**PASSAGE PROVIDED:**
────────────────────

Henry Alden Clark (January 7, 1850 – February 15, 1944) was a Republican member of the U.S. House of Representatives from Pennsylvania.

Career
After admission to the bar in 1878, Clark was associated with the Edison electric light interests in New York.  He moved to Erie, Pennsylvania, in 1882, continuing with the Edison corporation until 1887.  He was admitted to the Pennsylvania bar, and served as a member of the Common Council of Erie in 1888.

He bought and edited the Erie Gazette from 1890 to 1892.  He served as Chairman of the Republican city and county committees in 1890, and as City Solicitor of Erie from 1896 until 1899.  He served in the Pennsylvania State Senate from 1911 through 1915.

Clark was elected as a Republican to the Sixty-fifth Congress.  He was not a candidate for renomination in 1918.  He resumed the practice of his profession, and served as judge of the Orphans’ Court for Erie County from 1921 to 1931.  He died in Erie and is interred in Erie Cemetery.

Personal life
Clark was born in Harborcreek Township, Pennsylvania.  He attended the Erie Academy in 1864, the State Normal School to Edinboro, Pennsylvania, in 1865 and 1866, and Willoughby Collegiate Institute in Willoughby, Ohio, in 1866 and 1867.  Clark taught school, and graduated from the Erie Central High School in 1870, from Harvard University in 1874, and from Harvard Law School in 1877.  He was admitted to the bar in Fall River, Massachusetts, in March 1878.

────────────────────

[Collected data]
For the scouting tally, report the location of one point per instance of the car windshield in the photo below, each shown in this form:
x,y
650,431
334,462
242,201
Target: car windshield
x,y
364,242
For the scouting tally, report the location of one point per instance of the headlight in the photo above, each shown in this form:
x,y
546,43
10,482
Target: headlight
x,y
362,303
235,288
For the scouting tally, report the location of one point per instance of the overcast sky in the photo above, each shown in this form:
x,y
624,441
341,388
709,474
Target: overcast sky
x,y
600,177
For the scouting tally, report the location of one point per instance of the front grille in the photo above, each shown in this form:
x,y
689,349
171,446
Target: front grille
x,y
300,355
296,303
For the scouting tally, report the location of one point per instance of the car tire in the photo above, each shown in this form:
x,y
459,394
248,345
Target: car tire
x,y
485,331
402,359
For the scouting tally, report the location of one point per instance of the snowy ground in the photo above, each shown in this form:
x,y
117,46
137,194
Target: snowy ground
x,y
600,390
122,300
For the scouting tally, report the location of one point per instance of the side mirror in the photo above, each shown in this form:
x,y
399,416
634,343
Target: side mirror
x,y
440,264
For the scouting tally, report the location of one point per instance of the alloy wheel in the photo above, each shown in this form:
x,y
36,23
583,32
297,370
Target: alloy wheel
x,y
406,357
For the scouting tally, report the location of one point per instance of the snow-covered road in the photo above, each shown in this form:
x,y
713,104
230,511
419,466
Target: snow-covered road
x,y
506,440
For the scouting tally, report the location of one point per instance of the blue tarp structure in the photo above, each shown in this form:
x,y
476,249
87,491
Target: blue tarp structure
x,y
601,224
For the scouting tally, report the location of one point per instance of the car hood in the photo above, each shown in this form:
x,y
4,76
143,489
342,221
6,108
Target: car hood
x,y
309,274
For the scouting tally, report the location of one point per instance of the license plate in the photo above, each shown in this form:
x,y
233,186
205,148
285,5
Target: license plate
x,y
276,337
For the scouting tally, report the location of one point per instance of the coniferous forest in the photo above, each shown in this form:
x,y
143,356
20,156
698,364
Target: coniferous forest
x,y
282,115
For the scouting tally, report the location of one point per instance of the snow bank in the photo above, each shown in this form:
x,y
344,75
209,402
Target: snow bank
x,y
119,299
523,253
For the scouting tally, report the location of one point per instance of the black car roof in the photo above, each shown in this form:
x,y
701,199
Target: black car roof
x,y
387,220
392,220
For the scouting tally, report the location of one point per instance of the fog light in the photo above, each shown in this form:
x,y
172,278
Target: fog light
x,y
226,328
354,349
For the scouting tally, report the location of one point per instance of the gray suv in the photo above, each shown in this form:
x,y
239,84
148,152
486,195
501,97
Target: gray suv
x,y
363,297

────────────────────

**THE TASK:** Return the portion of the Henry Alden Clark biography from "Personal life" to "in March 1878.", reproducing it word for word.

**FULL OUTPUT:**
Personal life
Clark was born in Harborcreek Township, Pennsylvania.  He attended the Erie Academy in 1864, the State Normal School to Edinboro, Pennsylvania, in 1865 and 1866, and Willoughby Collegiate Institute in Willoughby, Ohio, in 1866 and 1867.  Clark taught school, and graduated from the Erie Central High School in 1870, from Harvard University in 1874, and from Harvard Law School in 1877.  He was admitted to the bar in Fall River, Massachusetts, in March 1878.